Instruction: In the forum thread below, reproduce word for word the passage that opens with the words "This is wonderful, too!" and closes with "until well blended.".

Quoted text:
════════
I have the easiest and best Banana Nut Bread Recipe, too. It freezes well and I do the same with it.
It's not a roll. It's just one I bake in different size pans.


----------



## LuvCicero (Mar 31, 2008)

Tip: We have tables we set up for the food and I use my heating pad to place under the tablecloth for something I want to keep nice and warm -- like dressing or candied yams.


----------



## LuvCicero (Mar 31, 2008)

Okay Marie....time to post the Banana Nut Bread Recipe :biggrin1: I do a Carrot Cake in the mini loaf pans for gifts also. I use the Coconut Pecan icing instead of the cream cheese icing. Sooo easy and delicious!


----------



## Sissygirl (Aug 8, 2007)

This is wonderful, too!

Terrifically Easy Banana Bread (with nuts if desired)

1 Duncan Heinz *White* Cake Mix (needs to be white)
(I have used Pillsbury, too)
1 small *instant* vanilla pudding mix
4 mashed bananas (medium size)
4 eggs
1/2 cup oil
3/4 cup Nuts - if desired

Mash bananas, add eggs and oil. Mix well. Add cake mix and pudding mix.
Mix only until well blended.

Grease and flour small loaf pans or 2 medium size bread loaf pans.

Bake at 350 degrees
45 minutes or until center is done.

Freezes well.

I normally make the individual size loaf pans. I think this recipe will make
about 5/6 of them. Bake them all in the oven at the same time.

I keep these in the freezer to for unexpected guests. I can throw one in a gift bag and wallah!!


----------



## Lynn (Jan 2, 2007)

Laurief said:


> Oh yea, and one more thing - my nieces and nephews are going to ask everyone to write down something that they are thankful for, and we will put them in a dish, and we all take one out and read it!! Something they learned in Sunday school - and a cute idea! It keeps the idea of Thanksgiving in our minds!
════════
Record excerpts:
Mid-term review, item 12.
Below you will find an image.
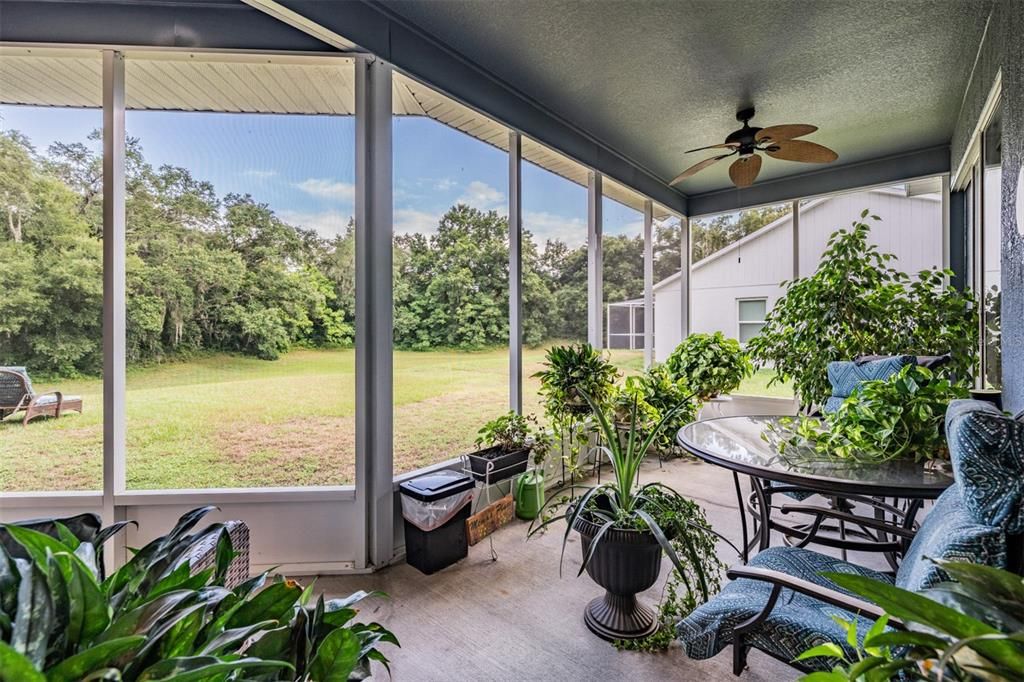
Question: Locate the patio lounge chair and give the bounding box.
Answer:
[677,400,1024,675]
[0,367,82,424]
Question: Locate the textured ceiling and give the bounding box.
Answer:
[381,0,990,195]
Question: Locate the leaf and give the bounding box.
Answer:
[46,635,145,682]
[138,656,292,682]
[0,640,46,682]
[199,621,276,655]
[309,628,359,682]
[54,555,111,646]
[794,642,846,659]
[10,559,54,668]
[226,581,302,628]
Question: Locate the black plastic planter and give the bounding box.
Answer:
[572,507,662,640]
[466,445,529,483]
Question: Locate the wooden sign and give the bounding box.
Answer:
[466,495,514,545]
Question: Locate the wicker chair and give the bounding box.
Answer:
[0,367,82,425]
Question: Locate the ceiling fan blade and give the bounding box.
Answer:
[765,139,839,164]
[729,154,761,187]
[754,123,818,142]
[683,142,739,154]
[669,152,735,184]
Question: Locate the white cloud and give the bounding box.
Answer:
════════
Expected output:
This is wonderful, too!

Terrifically Easy Banana Bread (with nuts if desired)

1 Duncan Heinz *White* Cake Mix (needs to be white)
(I have used Pillsbury, too)
1 small *instant* vanilla pudding mix
4 mashed bananas (medium size)
4 eggs
1/2 cup oil
3/4 cup Nuts - if desired

Mash bananas, add eggs and oil. Mix well. Add cake mix and pudding mix.
Mix only until well blended.